**BRANO SCELTO:**
================================
C’è chi si è “convertito” in assistente sociale, qualcuno lavora in fabbrica, altri si sono reinventati imprenditori o rappresentanti. I più fortunati insegnano, in tanti sono alla ricerca disperata di un lavoro, ma quasi nessuno dice di aver perso la fede.

 

Benvenuti nel (complicato) mondo degli ex preti, quelli che hanno abbandonato la tonaca per rientrare nella società, spesso in compagnia di una moglie. Una società che li vede alle prese con una nuova vita e una nuova identità, impegnati con la necessità di dover ricominciare senza mai aver compilato un curriculum o cercato casa, orfani dell’abbraccio della Chiesa e della prospettiva di una pensione elargita dalla Cei. Talvolta prigionieri di una perenne “terra di mezzo” non solo sociologica, ma anche psicologica perché chi abbandona l’abito talare non può più esercitare, ma per la fede cattolica il sacramento del sacerdozio rimane impresso in modo «indelebile». In qualche modo, dunque, si è preti per sempre. Quanto al matrimonio, chi – tra di loro – lo ha celebrato con rito civile si è posto al di fuori della Chiesa. Chi, dopo un processo diocesano, ha atteso la dispensa papale ha potuto invece pronunciare il sì davanti a un ex collega.
================================
**DATI FORNITI:**
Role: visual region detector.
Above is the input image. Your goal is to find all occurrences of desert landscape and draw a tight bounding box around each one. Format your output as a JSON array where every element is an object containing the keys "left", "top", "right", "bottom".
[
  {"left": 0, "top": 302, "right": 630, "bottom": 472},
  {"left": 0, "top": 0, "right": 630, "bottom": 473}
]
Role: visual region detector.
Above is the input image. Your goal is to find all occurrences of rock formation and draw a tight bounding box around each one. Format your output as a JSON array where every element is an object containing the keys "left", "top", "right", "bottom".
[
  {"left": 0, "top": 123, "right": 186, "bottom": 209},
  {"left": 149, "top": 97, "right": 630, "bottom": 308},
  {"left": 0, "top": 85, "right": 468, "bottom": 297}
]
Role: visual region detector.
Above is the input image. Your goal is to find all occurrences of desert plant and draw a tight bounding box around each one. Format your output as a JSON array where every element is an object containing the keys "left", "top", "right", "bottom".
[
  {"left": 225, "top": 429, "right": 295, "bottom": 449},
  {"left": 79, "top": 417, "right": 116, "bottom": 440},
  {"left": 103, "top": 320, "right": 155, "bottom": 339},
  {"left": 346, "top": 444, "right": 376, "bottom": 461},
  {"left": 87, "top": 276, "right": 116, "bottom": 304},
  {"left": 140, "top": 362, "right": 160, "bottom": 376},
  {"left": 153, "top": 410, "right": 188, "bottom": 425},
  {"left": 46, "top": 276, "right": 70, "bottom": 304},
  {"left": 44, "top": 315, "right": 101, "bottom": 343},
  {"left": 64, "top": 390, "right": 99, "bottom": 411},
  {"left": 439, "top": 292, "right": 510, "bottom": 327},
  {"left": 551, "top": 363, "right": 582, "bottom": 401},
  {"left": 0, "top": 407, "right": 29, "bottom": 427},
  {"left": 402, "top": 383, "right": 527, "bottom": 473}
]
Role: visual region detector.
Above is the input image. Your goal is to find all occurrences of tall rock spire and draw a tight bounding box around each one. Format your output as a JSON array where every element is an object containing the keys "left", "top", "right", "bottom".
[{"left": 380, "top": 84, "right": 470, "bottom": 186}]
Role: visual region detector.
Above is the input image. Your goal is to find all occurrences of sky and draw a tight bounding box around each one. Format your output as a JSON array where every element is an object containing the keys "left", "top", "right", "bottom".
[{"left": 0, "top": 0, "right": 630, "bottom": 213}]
================================
**CONSEGNA A:** Secondo il brano sugli ex preti, in che modo resta impresso il sacramento del sacerdozio per la fede cattolica?
**CONSEGNA B:** Ripeti senza modifiche la parte del brano sugli ex preti che si apre con le parole contenenti "C’è chi si è" e si chiude con "perso la fede.".
Per rispondere basati soltanto sul brano sugli ex preti.

**RISULTATO FINALE A:** Per la fede cattolica il sacramento del sacerdozio resta impresso in modo «indelebile».

**RISULTATO FINALE B:**
C’è chi si è “convertito” in assistente sociale, qualcuno lavora in fabbrica, altri si sono reinventati imprenditori o rappresentanti. I più fortunati insegnano, in tanti sono alla ricerca disperata di un lavoro, ma quasi nessuno dice di aver perso la fede.